### Data supplied

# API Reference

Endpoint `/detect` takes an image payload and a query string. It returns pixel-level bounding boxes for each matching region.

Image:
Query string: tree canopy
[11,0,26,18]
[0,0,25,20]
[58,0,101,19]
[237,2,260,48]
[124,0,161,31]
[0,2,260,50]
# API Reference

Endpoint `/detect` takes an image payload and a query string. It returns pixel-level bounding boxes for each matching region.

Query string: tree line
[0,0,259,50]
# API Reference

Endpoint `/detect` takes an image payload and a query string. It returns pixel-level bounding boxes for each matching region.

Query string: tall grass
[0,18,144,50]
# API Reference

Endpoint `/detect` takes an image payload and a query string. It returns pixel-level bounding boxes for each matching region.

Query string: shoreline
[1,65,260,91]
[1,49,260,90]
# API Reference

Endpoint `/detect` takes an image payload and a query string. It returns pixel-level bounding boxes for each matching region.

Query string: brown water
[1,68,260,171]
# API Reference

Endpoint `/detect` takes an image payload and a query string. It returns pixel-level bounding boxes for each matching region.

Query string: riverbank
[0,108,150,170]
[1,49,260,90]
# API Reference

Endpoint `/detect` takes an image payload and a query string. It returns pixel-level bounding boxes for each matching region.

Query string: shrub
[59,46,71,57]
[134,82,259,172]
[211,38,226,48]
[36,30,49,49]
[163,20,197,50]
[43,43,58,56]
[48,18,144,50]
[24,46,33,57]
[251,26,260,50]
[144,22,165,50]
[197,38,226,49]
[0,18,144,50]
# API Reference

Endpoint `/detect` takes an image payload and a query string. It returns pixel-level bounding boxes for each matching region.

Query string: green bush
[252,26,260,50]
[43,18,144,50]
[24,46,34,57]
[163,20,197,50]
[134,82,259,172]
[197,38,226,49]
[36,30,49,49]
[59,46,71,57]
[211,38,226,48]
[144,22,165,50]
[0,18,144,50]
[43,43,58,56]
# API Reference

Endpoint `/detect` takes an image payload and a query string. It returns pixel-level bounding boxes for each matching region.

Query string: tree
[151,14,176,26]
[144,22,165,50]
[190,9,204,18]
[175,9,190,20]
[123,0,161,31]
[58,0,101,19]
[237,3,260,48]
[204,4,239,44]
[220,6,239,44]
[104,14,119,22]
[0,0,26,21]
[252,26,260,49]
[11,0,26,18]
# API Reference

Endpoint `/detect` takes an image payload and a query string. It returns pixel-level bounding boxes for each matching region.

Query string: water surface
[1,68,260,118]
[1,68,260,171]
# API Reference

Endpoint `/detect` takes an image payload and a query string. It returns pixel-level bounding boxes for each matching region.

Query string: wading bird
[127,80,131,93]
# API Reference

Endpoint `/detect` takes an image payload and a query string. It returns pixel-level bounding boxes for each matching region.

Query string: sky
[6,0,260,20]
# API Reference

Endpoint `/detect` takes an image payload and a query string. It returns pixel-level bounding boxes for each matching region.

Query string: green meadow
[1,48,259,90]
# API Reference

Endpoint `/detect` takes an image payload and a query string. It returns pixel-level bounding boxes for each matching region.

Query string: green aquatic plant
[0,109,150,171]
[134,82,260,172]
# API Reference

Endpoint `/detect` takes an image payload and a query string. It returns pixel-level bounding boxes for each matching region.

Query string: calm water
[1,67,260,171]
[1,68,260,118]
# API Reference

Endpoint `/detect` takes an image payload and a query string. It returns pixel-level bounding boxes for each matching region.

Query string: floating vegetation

######

#### [What is being asked]
Quote every record above exactly.

#### [Exercise answer]
# API Reference

Endpoint `/detect` takes an image payload and a query string. It returns pixel-level bounding boxes for each matching region.

Image:
Query string: tree canopy
[11,0,26,18]
[0,0,25,20]
[58,0,101,19]
[237,2,260,48]
[124,0,161,31]
[0,2,260,50]
# API Reference

Endpoint `/detect` takes an image payload and a query string. It returns pixel-level bounding boxes for each matching region.

Query string: tree line
[0,0,259,50]
# API Reference

Endpoint `/detect` takes an image payload and a query string. It returns pixel-level bounding boxes for each matching region.

Query string: tall grass
[0,18,144,50]
# API Reference

Endpoint `/detect` takes an image payload and a query string. It returns pixel-level bounding boxes for each matching region.

Query string: shoreline
[1,65,260,91]
[1,49,260,90]
# API Reference

Endpoint `/detect` takes an image payload and a query string. It returns pixel-level bounding boxes for each matching region.

Query string: brown water
[1,68,260,171]
# API Reference

Endpoint `/detect` takes an image payload and a query string. It returns pixel-level bounding boxes for each matching region.

Query string: riverbank
[0,108,150,170]
[1,49,260,90]
# API Reference

Endpoint `/detect` takes an image payload and a query string. It returns pixel-level bounding boxes for each matching region.

Query string: shrub
[59,46,71,57]
[134,82,259,172]
[211,38,226,48]
[36,30,49,49]
[163,20,197,50]
[43,43,58,56]
[48,18,144,50]
[24,46,33,57]
[251,26,260,50]
[144,22,165,50]
[197,38,226,49]
[0,18,144,50]
# API Reference

Endpoint `/detect` takes an image payload and a query string. It returns pixel-level bounding boxes for each matching region.

Query string: green bush
[252,26,260,50]
[43,18,144,50]
[24,46,34,57]
[163,20,197,50]
[134,82,259,172]
[197,38,226,49]
[36,30,49,49]
[59,46,71,57]
[211,38,226,48]
[144,22,165,50]
[0,18,144,50]
[43,43,58,56]
# API Reference

Endpoint `/detect` takes an image payload and a query string. It returns pixel-level bounding boxes for each matching region.

Query string: tree
[151,14,176,26]
[144,22,165,50]
[190,9,204,18]
[175,9,190,20]
[123,0,161,31]
[58,0,101,19]
[237,3,260,48]
[204,4,239,44]
[220,6,239,44]
[104,14,119,22]
[0,0,26,21]
[252,26,260,49]
[11,0,26,18]
# API Reference

Endpoint `/detect` takes an image payload and a query string. It returns pixel-level bounding boxes for each matching region.

Query string: water surface
[1,68,260,118]
[1,68,260,171]
# API Reference

Endpoint `/detect` takes an image payload and a query string. It returns pixel-level bounding boxes for each matching region.

Query string: wading bird
[127,80,131,93]
# API Reference

Endpoint `/detect` takes an image payload and a query string. It returns pixel-level bounding boxes for each matching region.

Query string: sky
[6,0,260,20]
# API Reference

Endpoint `/detect` takes an image payload and a query string. It returns pixel-level bounding boxes for each matching region.

Query string: green meadow
[1,48,259,90]
# API Reference

Endpoint `/detect` takes an image payload and a query string. It returns pixel-level bounding boxes for each matching region.

Query string: green aquatic plant
[0,109,150,171]
[134,82,260,172]
# API Reference

Endpoint `/detect` takes an image payload and a query string. It returns pixel-level bounding boxes for each matching region.

Query string: calm water
[1,67,260,171]
[1,68,260,118]
# API Reference

Endpoint `/detect` takes an image payload and a query string. It returns pixel-level bounding boxes for each matching region.

Query string: floating vegetation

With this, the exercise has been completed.